[Named-object pointing records]
┏━━

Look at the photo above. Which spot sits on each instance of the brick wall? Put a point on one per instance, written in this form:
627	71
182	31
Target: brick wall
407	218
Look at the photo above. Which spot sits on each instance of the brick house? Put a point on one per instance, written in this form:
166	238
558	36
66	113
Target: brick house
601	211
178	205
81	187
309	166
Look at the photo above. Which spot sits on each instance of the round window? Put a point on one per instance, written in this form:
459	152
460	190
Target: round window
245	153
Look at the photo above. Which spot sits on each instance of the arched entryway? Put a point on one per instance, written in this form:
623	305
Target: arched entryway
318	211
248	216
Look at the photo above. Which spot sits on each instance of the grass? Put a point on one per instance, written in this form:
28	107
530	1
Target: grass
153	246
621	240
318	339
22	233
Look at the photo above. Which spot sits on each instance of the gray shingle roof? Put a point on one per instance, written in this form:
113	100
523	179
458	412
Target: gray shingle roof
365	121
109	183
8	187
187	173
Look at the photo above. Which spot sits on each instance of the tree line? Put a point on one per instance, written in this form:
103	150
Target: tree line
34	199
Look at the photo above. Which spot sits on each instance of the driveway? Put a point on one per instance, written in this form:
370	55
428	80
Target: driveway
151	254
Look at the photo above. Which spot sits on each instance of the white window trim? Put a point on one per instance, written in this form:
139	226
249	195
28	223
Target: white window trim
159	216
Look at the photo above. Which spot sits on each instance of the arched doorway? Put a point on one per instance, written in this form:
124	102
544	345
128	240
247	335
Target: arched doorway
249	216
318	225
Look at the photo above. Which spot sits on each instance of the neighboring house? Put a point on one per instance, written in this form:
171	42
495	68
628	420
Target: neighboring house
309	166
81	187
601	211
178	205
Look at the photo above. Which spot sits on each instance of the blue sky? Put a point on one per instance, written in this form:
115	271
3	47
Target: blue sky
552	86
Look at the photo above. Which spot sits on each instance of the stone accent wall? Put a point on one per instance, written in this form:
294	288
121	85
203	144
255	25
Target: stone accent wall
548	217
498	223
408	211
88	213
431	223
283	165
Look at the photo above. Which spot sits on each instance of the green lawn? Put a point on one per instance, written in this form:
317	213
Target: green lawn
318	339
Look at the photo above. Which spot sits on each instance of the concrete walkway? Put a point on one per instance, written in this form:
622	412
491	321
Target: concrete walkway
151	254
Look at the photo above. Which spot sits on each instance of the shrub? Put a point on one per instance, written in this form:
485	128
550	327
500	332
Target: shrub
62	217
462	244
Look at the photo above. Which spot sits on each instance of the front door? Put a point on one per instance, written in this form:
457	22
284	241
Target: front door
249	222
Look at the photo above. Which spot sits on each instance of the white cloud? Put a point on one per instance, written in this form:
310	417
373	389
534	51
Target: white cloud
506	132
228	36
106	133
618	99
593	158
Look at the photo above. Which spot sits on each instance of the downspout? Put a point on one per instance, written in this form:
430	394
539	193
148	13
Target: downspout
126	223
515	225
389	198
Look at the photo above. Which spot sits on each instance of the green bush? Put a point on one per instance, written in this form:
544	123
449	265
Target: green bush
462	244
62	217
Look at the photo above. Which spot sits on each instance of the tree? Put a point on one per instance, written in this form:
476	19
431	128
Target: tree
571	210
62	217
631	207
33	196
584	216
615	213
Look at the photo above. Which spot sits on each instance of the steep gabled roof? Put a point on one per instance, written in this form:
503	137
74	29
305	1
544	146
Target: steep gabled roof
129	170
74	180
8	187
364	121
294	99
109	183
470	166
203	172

┗━━

**GOAL**:
Extract all of the data shown above and repeat it verbatim.

**ANSWER IN FULL**:
Look at the photo above. Which spot sits on each instance of the brick wall? Put a point on one per instance, written in this form:
627	71
182	31
Target: brick wall
407	218
Look at the photo above. Which spot sits on each instance of the brick house? Put a point on one per instance, written in this form:
166	238
558	36
66	113
Target: brick house
601	211
178	205
81	187
309	166
Look at the photo above. Which spot sits on each instance of the round window? Put a point on one per instance, written in this form:
459	152
460	190
Target: round window
245	153
Look at the photo above. Which spot sits on each instance of the arched entryway? Put a point on one per instance, written in this form:
623	305
Target: arched entryway
318	211
248	216
Look at the photo above. Which spot sits on each instance of the grass? Put a point on one per instance, written in this form:
28	107
530	1
Target: grass
153	246
621	240
318	339
22	233
Look at the photo above. Which spot sits on each instance of the gray shingle roof? Put a point on one per instance, written in this form:
113	100
523	179
458	412
Target: gray shingle roof
365	121
109	183
8	187
187	173
Look at the photo above. Which spot sits on each instance of the tree line? Put a point on one per instance, written in this form:
103	150
Target: tree line
34	199
Look at the photo above. Which spot sits on each instance of the driveway? Put a point on one per instance, written in this form:
370	55
428	80
Target: driveway
151	254
Look at the photo above. Which spot sits on each instance of the white window trim? Put a point on one per instance, written in this form:
139	226
249	195
28	223
Target: white window trim
159	216
Look at the photo above. Which spot sits on each instance of the arched doorway? Put a point on one per instance, written in this form:
124	102
544	345
128	240
247	335
Target: arched doorway
249	216
318	225
Look at the photo above. Which spot sits on each instance of the neighboring house? Put a point on one per instance, written in this form:
171	42
495	68
628	420
Target: neighboring house
309	166
81	187
601	211
178	205
Look at the photo above. Which spot sits on each instance of the blue sky? Put a point on one per instance, written in this form:
115	271
3	47
Target: blue sky
552	86
Look at the photo above. Which spot sits on each instance of the stone accent wall? Put a point on one per instance, written in this form:
294	288
121	85
203	144
255	25
Target: stone accent wall
548	217
498	223
408	211
88	213
431	223
283	165
Look at the photo above. Which spot sits on each instance of the green lawn? Put a point on one per instance, written in this form:
317	213
Target: green lawn
318	339
Look at the photo above. Which spot sits on each instance of the concrete walkway? Put a point on one per instance, written in this form:
622	412
491	321
Target: concrete walkway
151	254
Look at the photo above. Which spot sits on each instance of the shrub? Put a point on one per instance, written in this form:
485	128
550	327
500	332
Target: shrub
62	217
462	244
Look at the photo above. Which spot sits on each instance of the front door? Put a point on one per instance, written in this form:
457	22
284	241
Target: front door
249	222
Look at the photo above. Which spot sits on each instance of the white cloud? Put a point on one per instance, written in this form:
310	417
373	389
534	51
Target: white cloud
506	132
228	36
106	133
618	99
593	158
Look at the photo above. Which spot sits on each instance of the downspout? Put a point on one per instance, written in this form:
430	394
539	193
148	13
Target: downspout
126	223
515	225
389	198
Look at the photo above. Which spot sits on each instance of the green bush? Put a point on one per instance, written in this form:
544	123
449	265
Target: green bush
462	244
62	217
Look at the photo above. Which spot sits on each instance of the tree? Put a point on one per instance, written in this form:
476	19
431	128
Target: tree
571	210
62	217
631	207
33	196
584	216
615	213
Look at the photo above. Which spot sits on each instance of the steep gabled roof? Put a point on one per instance, written in this form:
503	137
74	29
305	1
544	146
Target: steep gabled roof
129	170
74	180
8	187
364	121
294	99
109	183
470	166
203	172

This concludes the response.